PROBLEM STATEMENT >> Repeat every line from the one containing "Given the photo above, point to the putter" through the final line, inclusive, requests included. Multiply each answer coordinate by 1.15 and round to whole numbers, halves up, leaving the numbers in the requests and their sample pairs unchanged.

═══ GIVEN RECORDS

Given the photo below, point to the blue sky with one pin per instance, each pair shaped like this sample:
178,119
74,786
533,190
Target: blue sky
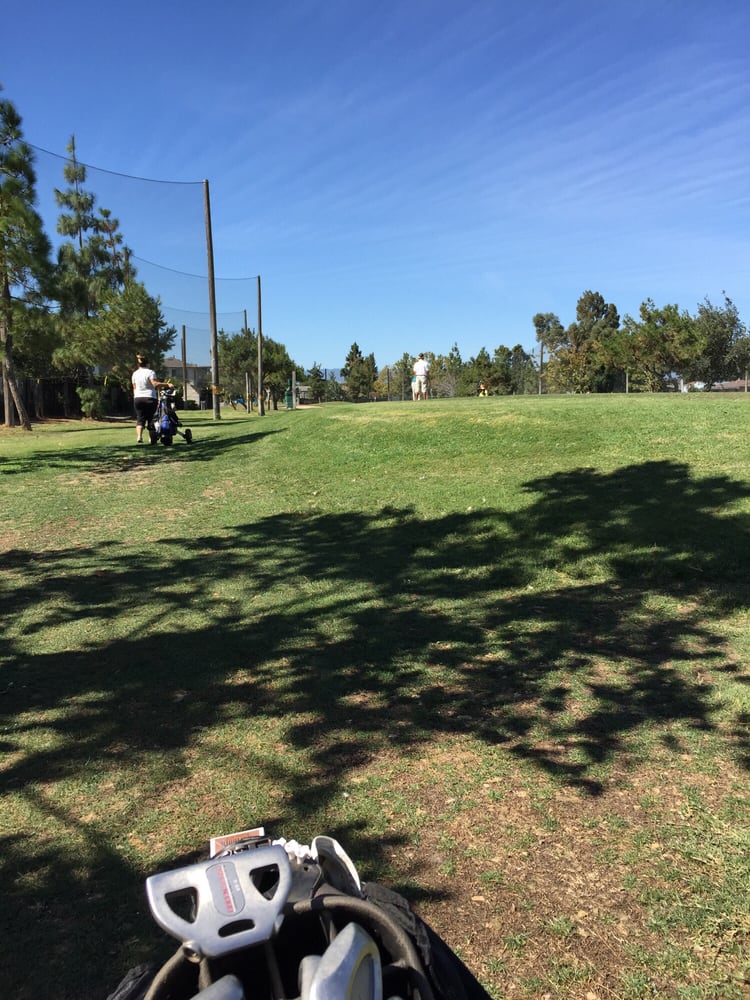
404,174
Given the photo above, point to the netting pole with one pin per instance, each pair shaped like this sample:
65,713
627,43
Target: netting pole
184,367
261,407
212,305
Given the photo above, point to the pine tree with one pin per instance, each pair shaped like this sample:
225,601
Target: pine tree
24,248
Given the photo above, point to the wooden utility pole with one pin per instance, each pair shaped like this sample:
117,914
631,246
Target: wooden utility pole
212,305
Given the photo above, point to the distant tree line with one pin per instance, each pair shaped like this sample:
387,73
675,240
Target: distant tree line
596,353
78,317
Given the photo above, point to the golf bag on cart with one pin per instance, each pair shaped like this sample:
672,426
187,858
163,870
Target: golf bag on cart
166,423
266,919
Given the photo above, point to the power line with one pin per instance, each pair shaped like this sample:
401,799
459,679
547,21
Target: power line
187,274
115,173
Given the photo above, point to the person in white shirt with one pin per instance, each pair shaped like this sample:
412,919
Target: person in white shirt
421,371
145,384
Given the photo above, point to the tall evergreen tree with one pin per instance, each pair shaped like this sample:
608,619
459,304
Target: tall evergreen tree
24,248
360,373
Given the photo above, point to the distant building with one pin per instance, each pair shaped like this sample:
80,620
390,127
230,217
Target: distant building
199,376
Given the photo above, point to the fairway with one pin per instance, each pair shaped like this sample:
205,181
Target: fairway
497,647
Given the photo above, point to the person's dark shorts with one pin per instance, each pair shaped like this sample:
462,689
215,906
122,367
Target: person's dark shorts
145,408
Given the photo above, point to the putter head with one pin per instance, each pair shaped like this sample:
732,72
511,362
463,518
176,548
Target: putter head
349,969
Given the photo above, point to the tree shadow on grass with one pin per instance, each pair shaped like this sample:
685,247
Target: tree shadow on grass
559,632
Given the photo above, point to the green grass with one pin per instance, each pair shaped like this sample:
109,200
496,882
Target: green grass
292,620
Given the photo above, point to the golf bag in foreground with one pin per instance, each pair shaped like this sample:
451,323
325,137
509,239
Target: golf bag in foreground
166,423
273,920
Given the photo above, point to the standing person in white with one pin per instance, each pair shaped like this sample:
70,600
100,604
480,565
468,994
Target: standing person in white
145,384
421,371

══════

PROBLEM SOLUTION >>
Given the photo above, point to the putter head with one pin per instance, each pair shaped like this sample:
732,72
511,362
463,518
176,548
Target: putter head
401,1114
Given the photo above, point to the tree shadow on grass with one pin per instance, each pair shaped like this sample:
685,247
Target: tree shadow on grass
643,727
Given the photo above, point to the green grass with one pin per instance, each pair shaped like this sample:
109,200
496,882
Target: green grass
336,713
Given the photo above, point to the golf bag in foreground with one pin per instance, each pair shaped like this sample:
451,323
325,137
509,239
Target: golf bag in foreground
191,486
314,1058
Given the photo above, point to the standing person in white with one pin per instance, each pair shaped like this sample:
70,600
100,604
480,565
468,994
Target: standing person in white
167,442
484,427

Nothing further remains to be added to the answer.